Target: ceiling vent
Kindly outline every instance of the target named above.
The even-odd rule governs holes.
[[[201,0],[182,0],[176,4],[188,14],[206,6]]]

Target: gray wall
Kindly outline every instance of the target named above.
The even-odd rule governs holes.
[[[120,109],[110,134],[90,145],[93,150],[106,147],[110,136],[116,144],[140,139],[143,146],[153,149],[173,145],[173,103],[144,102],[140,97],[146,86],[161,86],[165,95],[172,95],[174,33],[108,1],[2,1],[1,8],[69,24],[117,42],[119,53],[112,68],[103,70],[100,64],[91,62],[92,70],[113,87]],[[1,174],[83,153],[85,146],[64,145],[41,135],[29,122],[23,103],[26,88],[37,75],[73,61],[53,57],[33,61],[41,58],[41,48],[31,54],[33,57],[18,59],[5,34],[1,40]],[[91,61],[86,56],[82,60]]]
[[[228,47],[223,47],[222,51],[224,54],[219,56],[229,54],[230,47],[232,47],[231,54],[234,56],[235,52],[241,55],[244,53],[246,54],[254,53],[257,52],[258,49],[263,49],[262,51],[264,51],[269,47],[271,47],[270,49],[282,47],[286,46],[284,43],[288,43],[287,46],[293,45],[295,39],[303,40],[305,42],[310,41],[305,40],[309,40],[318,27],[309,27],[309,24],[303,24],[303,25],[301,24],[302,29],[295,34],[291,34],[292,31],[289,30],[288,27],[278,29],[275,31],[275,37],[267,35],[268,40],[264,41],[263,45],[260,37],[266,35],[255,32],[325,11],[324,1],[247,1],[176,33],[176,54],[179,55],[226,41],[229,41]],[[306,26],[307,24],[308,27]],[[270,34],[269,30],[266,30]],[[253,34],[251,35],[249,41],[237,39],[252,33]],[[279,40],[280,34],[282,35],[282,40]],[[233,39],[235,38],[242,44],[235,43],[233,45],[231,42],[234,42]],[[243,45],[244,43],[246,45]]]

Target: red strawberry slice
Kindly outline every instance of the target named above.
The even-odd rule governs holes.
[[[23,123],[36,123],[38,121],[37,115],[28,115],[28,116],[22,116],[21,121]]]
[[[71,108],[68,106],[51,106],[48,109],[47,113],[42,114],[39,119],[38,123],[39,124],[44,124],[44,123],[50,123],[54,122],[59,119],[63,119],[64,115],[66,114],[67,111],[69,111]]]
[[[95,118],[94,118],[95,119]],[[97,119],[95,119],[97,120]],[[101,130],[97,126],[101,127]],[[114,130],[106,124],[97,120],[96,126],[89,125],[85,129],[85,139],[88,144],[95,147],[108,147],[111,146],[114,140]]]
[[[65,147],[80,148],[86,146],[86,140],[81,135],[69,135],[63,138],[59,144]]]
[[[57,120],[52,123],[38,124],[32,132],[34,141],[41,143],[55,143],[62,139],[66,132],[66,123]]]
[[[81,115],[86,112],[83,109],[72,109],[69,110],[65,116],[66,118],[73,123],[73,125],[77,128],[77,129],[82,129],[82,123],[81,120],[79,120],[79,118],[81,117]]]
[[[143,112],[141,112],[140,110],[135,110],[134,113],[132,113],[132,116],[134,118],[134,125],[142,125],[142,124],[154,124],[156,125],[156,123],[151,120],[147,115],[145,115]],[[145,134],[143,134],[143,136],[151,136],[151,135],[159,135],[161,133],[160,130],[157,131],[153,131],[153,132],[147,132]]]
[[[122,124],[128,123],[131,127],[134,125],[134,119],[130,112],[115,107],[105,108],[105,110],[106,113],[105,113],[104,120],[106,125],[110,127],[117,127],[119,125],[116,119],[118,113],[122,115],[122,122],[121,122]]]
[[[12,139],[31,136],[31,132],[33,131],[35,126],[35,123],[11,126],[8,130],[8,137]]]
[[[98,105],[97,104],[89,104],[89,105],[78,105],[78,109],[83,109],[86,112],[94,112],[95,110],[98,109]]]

____________

> **Goal of the exercise**
Copy out all of the data above line for line, keeping every character unchanged.

> **Output of the exercise**
Target: ceiling vent
Kindly outline every instance of the target named above.
The even-odd rule governs holes.
[[[201,0],[182,0],[176,4],[188,14],[206,6]]]

Target: gray wall
Kindly outline every instance of the target named above.
The even-odd rule governs holes.
[[[120,109],[110,134],[90,145],[93,150],[106,147],[110,136],[116,144],[140,139],[143,146],[153,149],[173,145],[173,103],[144,102],[140,97],[146,86],[161,86],[165,95],[172,95],[174,33],[108,1],[2,1],[1,8],[69,24],[117,42],[119,53],[112,68],[103,70],[100,64],[91,62],[92,70],[113,87]],[[1,174],[83,153],[85,146],[64,145],[41,135],[29,122],[23,103],[26,88],[37,75],[73,61],[53,57],[33,61],[41,58],[41,48],[31,54],[33,57],[18,59],[5,34],[1,40]],[[91,61],[86,56],[82,60]]]
[[[228,47],[223,47],[222,51],[224,54],[219,56],[229,54],[230,47],[232,47],[231,54],[234,56],[235,52],[241,55],[244,53],[246,54],[254,53],[257,52],[258,49],[263,49],[262,51],[264,51],[269,47],[271,47],[270,49],[282,47],[286,46],[284,43],[288,43],[287,46],[293,45],[295,39],[303,40],[305,42],[310,41],[305,40],[309,40],[318,27],[309,27],[309,24],[303,24],[303,25],[301,24],[302,29],[295,34],[291,34],[292,31],[289,30],[288,27],[278,29],[275,31],[275,37],[267,35],[268,40],[264,41],[263,45],[260,37],[266,35],[255,32],[325,11],[324,1],[247,1],[176,33],[176,54],[179,55],[226,41],[229,41]],[[306,26],[307,24],[308,27]],[[270,34],[269,30],[266,30]],[[253,34],[251,35],[249,41],[237,39],[252,33]],[[279,40],[280,34],[282,35],[282,40]],[[233,39],[235,38],[242,44],[235,43],[233,45],[231,42],[234,42]],[[243,45],[244,43],[246,45]]]

Target: red strawberry slice
Kindly outline every instance of the target named above.
The even-odd rule governs holes.
[[[23,123],[36,123],[38,121],[37,115],[28,115],[28,116],[22,116],[21,121]]]
[[[71,108],[68,106],[51,106],[48,109],[47,113],[42,114],[39,119],[38,123],[39,124],[44,124],[44,123],[50,123],[54,122],[59,119],[63,119],[64,115],[66,114],[67,111],[69,111]]]
[[[95,118],[94,118],[95,119]],[[97,119],[95,119],[97,120]],[[101,130],[97,126],[101,127]],[[114,130],[106,124],[97,120],[96,126],[89,125],[85,129],[85,139],[88,144],[95,147],[108,147],[111,146],[114,140]]]
[[[65,147],[80,148],[86,146],[86,140],[81,135],[69,135],[63,138],[59,144]]]
[[[57,120],[52,123],[38,124],[32,132],[34,141],[41,143],[55,143],[62,139],[66,132],[66,123]]]
[[[81,115],[86,112],[83,109],[72,109],[69,110],[65,116],[66,118],[73,123],[73,125],[77,128],[77,129],[82,129],[82,123],[81,120],[79,120],[79,118],[81,117]]]
[[[143,112],[141,112],[140,110],[135,110],[134,113],[132,113],[132,116],[134,118],[134,125],[142,125],[142,124],[154,124],[156,125],[156,123],[151,120],[147,115],[145,115]],[[145,134],[143,134],[143,136],[151,136],[151,135],[159,135],[161,133],[160,130],[157,131],[153,131],[153,132],[147,132]]]
[[[122,124],[128,123],[131,127],[134,125],[134,119],[130,112],[115,107],[105,108],[105,110],[106,113],[105,113],[104,120],[106,125],[110,127],[117,127],[119,125],[116,119],[118,113],[122,115],[122,122],[121,122]]]
[[[12,139],[31,136],[31,132],[33,131],[35,126],[35,123],[11,126],[8,130],[8,137]]]
[[[98,105],[97,104],[89,104],[89,105],[78,105],[78,109],[83,109],[86,112],[94,112],[95,110],[98,109]]]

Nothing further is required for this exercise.